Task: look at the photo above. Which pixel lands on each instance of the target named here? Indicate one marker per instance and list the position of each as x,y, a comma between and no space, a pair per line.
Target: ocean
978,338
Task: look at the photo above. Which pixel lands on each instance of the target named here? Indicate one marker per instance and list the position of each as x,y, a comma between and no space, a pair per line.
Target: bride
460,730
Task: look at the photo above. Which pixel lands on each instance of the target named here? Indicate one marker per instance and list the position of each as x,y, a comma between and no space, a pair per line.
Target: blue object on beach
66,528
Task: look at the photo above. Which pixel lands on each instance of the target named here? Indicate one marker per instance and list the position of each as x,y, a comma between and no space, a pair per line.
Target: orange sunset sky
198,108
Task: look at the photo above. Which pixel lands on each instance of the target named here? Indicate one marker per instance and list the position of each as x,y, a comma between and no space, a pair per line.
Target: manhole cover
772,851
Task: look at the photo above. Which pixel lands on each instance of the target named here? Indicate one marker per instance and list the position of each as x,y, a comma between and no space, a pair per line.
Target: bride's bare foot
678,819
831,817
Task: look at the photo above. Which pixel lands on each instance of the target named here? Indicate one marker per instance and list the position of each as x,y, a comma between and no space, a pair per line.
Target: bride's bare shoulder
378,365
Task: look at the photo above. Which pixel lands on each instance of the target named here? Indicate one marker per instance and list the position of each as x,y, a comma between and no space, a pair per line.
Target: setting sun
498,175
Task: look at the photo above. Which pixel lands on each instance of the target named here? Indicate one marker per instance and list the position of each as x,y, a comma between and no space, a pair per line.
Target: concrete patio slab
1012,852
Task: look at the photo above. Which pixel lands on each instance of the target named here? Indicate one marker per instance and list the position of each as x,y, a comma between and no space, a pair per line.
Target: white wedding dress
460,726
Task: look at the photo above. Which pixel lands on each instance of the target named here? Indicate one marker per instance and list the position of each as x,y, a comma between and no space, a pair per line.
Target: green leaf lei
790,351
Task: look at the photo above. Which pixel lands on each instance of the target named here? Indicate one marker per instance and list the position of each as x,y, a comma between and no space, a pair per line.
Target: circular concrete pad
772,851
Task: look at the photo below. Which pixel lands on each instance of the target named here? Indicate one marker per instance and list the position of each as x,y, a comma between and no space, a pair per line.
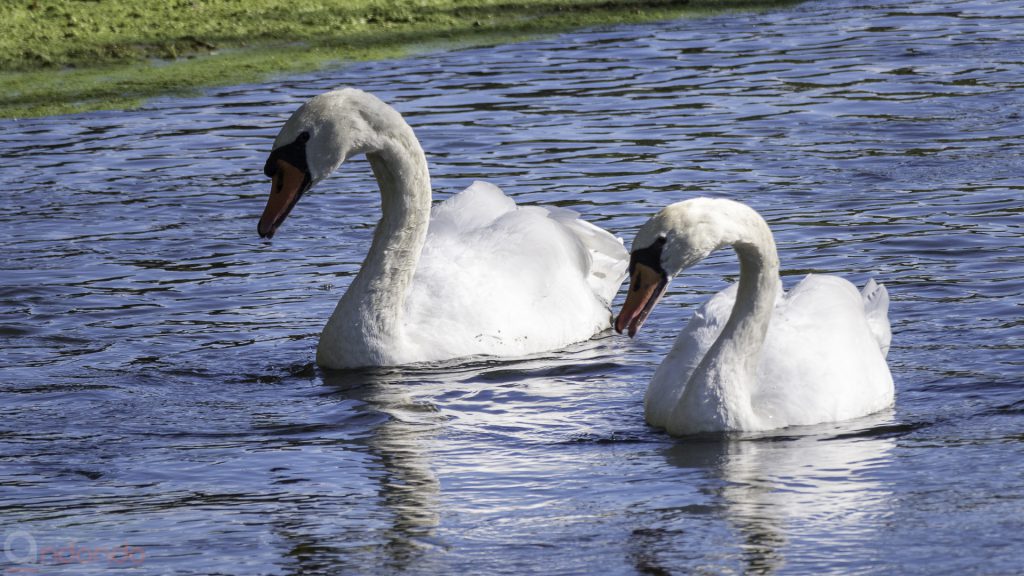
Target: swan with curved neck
437,286
754,358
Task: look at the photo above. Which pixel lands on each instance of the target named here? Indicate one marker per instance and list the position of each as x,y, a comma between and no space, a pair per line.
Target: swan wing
495,278
820,360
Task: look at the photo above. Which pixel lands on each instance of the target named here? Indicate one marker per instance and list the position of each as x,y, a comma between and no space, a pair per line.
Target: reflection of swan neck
374,302
730,365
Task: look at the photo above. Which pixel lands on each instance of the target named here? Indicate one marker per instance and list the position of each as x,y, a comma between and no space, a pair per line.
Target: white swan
477,275
753,358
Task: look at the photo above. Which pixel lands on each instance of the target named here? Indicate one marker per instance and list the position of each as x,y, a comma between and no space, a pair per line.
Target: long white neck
366,326
724,376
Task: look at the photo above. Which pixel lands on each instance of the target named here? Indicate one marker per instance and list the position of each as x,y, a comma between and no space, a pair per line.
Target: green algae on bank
60,56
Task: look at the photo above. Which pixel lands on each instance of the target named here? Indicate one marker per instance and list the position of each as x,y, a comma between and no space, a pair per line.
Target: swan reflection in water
814,493
388,525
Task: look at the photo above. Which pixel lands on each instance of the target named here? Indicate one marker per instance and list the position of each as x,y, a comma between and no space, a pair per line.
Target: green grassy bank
72,55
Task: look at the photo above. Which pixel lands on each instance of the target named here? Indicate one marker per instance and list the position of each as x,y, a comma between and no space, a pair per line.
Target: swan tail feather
877,310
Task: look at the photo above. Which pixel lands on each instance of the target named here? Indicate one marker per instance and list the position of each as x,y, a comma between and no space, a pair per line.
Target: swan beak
289,184
646,288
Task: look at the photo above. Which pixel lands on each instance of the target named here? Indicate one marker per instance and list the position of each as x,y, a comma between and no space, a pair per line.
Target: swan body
755,358
474,275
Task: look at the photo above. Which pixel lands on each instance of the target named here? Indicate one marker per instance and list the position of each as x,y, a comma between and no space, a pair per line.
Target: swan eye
294,154
649,256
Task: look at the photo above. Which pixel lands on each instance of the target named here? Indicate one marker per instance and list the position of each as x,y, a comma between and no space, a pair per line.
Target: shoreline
72,57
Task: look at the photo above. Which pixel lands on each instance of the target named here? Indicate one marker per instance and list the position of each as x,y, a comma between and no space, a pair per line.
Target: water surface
157,378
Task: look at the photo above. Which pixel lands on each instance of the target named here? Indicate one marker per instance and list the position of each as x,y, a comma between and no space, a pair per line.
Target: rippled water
157,382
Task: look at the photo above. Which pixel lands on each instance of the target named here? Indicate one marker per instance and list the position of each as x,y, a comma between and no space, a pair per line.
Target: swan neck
371,311
725,375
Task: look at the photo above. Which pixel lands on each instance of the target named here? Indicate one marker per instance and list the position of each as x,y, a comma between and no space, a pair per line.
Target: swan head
322,134
678,237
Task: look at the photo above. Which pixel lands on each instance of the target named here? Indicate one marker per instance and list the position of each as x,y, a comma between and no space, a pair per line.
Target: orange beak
289,184
646,288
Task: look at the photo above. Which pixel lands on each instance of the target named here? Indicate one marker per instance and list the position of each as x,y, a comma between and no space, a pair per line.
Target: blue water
160,412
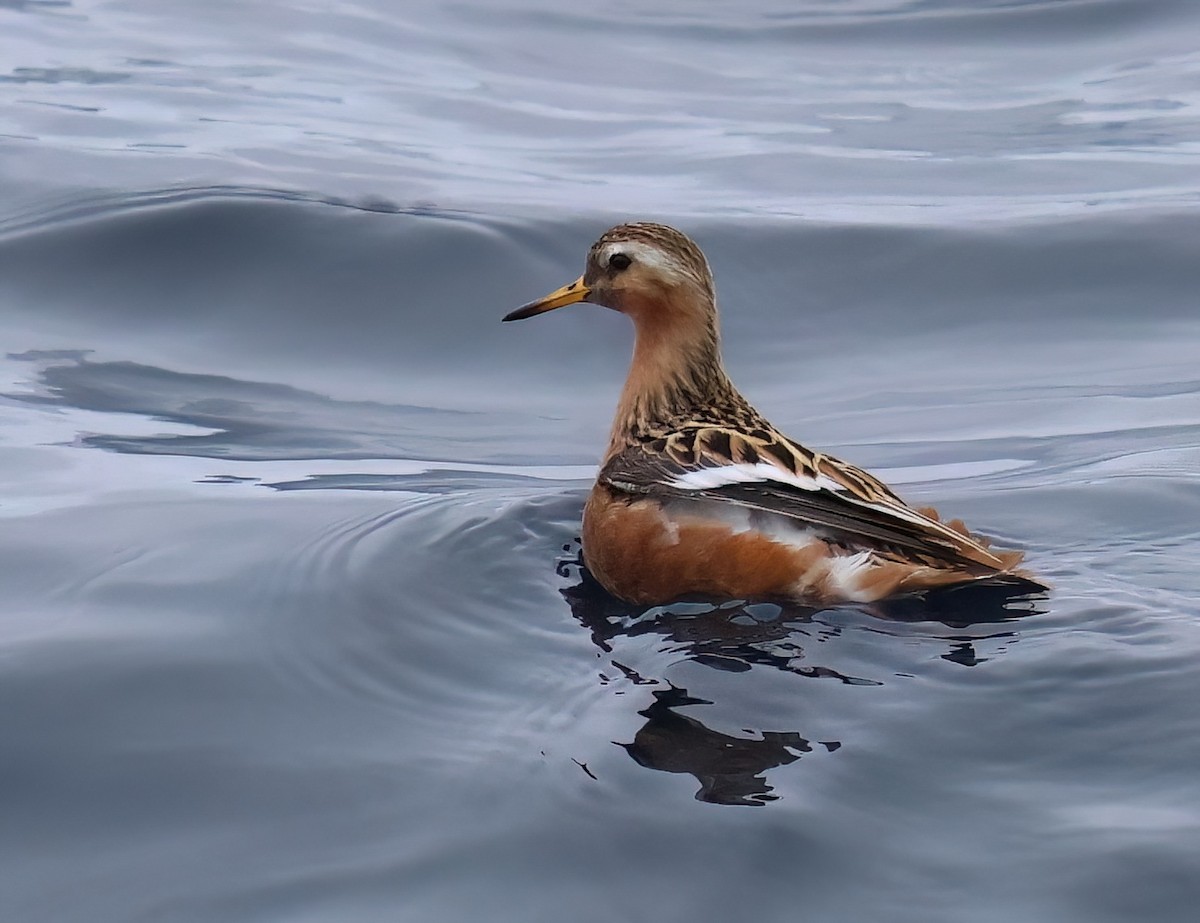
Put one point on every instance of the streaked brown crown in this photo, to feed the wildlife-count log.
(675, 245)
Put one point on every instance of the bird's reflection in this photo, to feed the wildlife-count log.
(741, 635)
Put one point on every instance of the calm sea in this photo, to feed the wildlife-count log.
(292, 627)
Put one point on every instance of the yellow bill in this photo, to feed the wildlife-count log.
(562, 297)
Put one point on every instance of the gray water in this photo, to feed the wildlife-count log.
(293, 625)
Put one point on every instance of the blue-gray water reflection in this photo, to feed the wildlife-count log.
(294, 625)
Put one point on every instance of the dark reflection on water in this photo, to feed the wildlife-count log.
(739, 635)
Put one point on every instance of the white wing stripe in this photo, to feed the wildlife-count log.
(744, 473)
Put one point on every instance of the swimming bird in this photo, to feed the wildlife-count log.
(699, 495)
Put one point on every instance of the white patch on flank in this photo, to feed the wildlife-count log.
(745, 473)
(845, 571)
(645, 255)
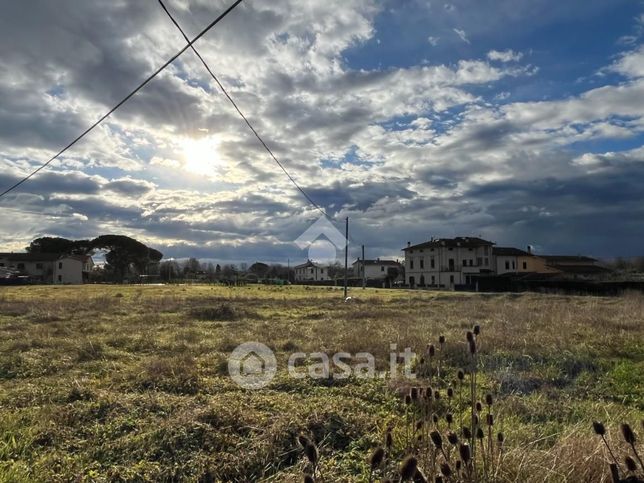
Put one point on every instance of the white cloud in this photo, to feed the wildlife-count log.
(462, 35)
(504, 56)
(630, 64)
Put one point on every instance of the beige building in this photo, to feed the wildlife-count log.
(446, 262)
(311, 272)
(48, 267)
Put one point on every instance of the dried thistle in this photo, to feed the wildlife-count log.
(627, 433)
(377, 458)
(436, 439)
(408, 468)
(465, 453)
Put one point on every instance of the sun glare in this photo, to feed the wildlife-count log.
(201, 156)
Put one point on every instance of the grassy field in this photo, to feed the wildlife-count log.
(114, 383)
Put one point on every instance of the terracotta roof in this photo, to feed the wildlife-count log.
(31, 257)
(377, 262)
(568, 259)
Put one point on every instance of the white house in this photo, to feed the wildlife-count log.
(509, 260)
(446, 262)
(48, 267)
(311, 272)
(377, 269)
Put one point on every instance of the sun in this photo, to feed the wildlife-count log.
(201, 156)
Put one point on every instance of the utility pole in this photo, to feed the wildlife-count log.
(346, 257)
(364, 275)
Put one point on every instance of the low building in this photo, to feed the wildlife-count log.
(377, 269)
(48, 267)
(446, 262)
(311, 272)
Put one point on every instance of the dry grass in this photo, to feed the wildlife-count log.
(106, 383)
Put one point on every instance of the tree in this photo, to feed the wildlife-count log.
(125, 252)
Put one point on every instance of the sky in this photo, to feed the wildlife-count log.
(520, 121)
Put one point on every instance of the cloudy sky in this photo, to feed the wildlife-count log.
(521, 121)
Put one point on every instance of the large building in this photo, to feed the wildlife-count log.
(47, 267)
(446, 262)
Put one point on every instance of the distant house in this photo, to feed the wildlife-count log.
(446, 262)
(311, 272)
(48, 267)
(377, 269)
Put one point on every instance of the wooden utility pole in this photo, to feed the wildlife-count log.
(364, 275)
(346, 257)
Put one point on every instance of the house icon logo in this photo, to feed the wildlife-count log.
(252, 365)
(323, 241)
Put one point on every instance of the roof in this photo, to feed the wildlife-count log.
(459, 241)
(31, 257)
(567, 259)
(42, 257)
(377, 262)
(510, 252)
(308, 263)
(582, 268)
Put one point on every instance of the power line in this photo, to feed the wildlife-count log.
(259, 138)
(125, 99)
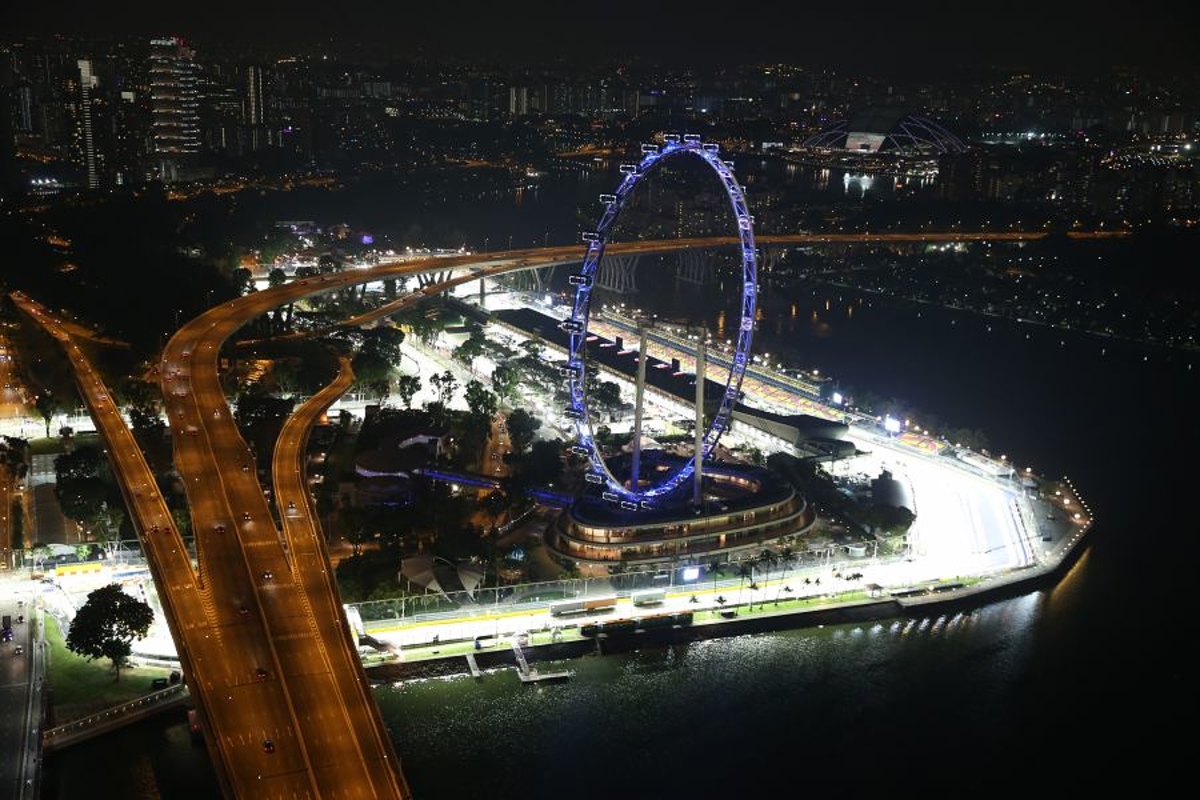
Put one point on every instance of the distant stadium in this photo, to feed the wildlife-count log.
(886, 131)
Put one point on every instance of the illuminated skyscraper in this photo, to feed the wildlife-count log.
(85, 136)
(174, 104)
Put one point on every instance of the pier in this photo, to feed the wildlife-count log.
(531, 674)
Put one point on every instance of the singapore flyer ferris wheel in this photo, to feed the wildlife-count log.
(576, 325)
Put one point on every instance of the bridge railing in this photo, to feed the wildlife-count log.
(69, 732)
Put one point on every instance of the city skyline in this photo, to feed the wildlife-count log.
(900, 41)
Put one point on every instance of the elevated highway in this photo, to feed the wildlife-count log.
(263, 638)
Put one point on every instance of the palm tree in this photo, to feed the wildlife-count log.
(745, 570)
(767, 559)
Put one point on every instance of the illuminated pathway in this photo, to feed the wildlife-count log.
(263, 641)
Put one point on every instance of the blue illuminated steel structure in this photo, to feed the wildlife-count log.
(576, 326)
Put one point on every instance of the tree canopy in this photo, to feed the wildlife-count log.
(107, 625)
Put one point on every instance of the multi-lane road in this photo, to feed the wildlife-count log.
(258, 624)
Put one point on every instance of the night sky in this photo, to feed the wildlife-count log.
(865, 36)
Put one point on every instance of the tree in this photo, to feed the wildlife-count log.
(107, 625)
(47, 405)
(407, 388)
(505, 382)
(481, 402)
(445, 384)
(522, 425)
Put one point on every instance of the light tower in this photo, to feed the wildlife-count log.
(697, 492)
(640, 394)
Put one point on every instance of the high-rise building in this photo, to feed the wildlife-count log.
(88, 151)
(174, 104)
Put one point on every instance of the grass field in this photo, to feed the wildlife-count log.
(79, 687)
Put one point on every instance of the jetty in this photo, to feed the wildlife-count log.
(532, 674)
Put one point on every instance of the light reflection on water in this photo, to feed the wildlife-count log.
(749, 699)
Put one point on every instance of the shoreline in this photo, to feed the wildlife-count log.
(425, 661)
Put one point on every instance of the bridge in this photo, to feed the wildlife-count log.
(264, 644)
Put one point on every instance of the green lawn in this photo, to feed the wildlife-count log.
(79, 687)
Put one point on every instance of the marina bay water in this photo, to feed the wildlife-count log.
(1072, 685)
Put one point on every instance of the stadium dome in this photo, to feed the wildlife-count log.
(887, 131)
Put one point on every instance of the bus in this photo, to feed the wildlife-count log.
(648, 596)
(582, 605)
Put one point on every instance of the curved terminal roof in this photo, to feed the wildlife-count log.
(887, 130)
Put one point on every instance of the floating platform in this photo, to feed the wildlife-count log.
(529, 674)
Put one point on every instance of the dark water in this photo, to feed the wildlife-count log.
(1079, 686)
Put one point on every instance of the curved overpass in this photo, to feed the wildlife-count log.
(262, 635)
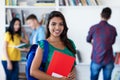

— Task goal —
Without the pictures, retype exactly the lines from the one that holds "Put one point on every instance of the marina" to the last line of the data above, both of them included.

— Response for this exercise —
Put one point on every instance of the marina bay water in this photo, to feed the wildlife-count log.
(1072, 685)
Put one point on every instance of the stadium dome in this photo, to feed the wildlife-count log.
(887, 131)
Put one point on every instance of the bus in this photo, to feed the wildlife-count log.
(648, 596)
(582, 605)
Put one point on every instance of the curved terminal roof in this photo, to feed the wildlife-count log.
(887, 130)
Put one point on every instance of the floating platform in this photo, to feed the wildlife-count log.
(529, 674)
Put one point on every instance of the dark water in this photo, to feed the wildlife-count log.
(1079, 686)
Put one point on every instance of the curved overpass in this photo, to feed the wildlife-count log.
(262, 635)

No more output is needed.